*** PROVIDED DATA ***

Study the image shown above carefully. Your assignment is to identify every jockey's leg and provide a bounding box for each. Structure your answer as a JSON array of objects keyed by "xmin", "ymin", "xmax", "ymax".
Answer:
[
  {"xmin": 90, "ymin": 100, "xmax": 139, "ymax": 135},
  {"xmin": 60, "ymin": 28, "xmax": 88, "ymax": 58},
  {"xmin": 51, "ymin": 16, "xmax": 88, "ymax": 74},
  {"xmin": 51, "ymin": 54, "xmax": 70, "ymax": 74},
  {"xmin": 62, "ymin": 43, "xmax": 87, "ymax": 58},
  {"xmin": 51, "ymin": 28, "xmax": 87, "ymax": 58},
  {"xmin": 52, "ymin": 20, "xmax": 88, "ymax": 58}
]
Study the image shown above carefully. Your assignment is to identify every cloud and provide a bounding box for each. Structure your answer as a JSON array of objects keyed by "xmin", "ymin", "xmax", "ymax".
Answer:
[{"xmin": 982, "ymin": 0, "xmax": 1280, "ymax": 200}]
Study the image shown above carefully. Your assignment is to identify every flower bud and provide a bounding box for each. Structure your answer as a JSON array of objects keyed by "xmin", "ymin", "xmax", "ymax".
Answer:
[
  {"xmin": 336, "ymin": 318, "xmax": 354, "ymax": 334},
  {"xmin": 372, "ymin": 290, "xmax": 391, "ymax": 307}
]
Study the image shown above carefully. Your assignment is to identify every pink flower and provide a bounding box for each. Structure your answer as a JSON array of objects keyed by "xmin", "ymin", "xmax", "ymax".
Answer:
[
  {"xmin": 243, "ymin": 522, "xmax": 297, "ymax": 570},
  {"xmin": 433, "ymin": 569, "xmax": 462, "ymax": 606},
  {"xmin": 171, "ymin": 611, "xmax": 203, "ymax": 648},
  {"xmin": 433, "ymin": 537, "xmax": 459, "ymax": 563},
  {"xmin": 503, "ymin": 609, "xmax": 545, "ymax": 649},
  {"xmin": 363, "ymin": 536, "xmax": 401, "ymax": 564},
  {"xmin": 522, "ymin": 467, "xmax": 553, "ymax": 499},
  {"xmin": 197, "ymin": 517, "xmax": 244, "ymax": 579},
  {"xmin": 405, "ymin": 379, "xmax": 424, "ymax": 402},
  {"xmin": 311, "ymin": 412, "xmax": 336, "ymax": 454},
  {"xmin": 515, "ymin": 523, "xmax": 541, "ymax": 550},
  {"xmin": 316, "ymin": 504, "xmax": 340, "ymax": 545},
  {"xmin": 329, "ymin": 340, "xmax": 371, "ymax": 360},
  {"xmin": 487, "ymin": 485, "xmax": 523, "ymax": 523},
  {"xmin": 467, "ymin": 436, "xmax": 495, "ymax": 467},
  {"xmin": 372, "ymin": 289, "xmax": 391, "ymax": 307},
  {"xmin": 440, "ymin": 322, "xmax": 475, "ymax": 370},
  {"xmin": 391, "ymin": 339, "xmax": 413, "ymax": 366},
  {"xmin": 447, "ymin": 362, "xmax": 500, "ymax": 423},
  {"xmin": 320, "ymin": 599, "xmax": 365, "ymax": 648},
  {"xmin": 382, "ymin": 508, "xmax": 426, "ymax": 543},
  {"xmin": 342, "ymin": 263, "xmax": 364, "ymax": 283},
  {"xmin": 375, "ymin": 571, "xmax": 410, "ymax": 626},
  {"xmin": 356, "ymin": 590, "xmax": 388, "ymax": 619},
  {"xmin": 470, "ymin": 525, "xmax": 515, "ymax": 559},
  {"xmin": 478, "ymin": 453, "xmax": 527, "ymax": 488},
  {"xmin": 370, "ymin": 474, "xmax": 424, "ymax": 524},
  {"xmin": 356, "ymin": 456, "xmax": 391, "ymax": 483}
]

***

• ASSIGNED TASK
Above are the records; copy exactly the lines from the line with "identify every cloud" through the line with "identify every pink", both included.

• FINISHED TASK
Study the image shown above carefully. Your assignment is to identify every cloud and provide a bounding box for each. Structure your answer as a JSON array of objects keyed by "xmin", "ymin", "xmax", "ymax".
Answer:
[{"xmin": 982, "ymin": 0, "xmax": 1280, "ymax": 200}]
Study the image shown above carefully. Your assignment is to identify every flower bud and provide a bounding box for each. Structure your answer as a JSON array of objects keyed by "xmin", "ymin", "xmax", "ymax".
Answer:
[
  {"xmin": 336, "ymin": 318, "xmax": 354, "ymax": 334},
  {"xmin": 372, "ymin": 290, "xmax": 391, "ymax": 307}
]
Study the image shown above carefully. Your assignment is to identify every pink flower and provide a bounding box for each. Structure your answer as a JSON array of objects keyed by "xmin", "ymin", "xmax", "ymax".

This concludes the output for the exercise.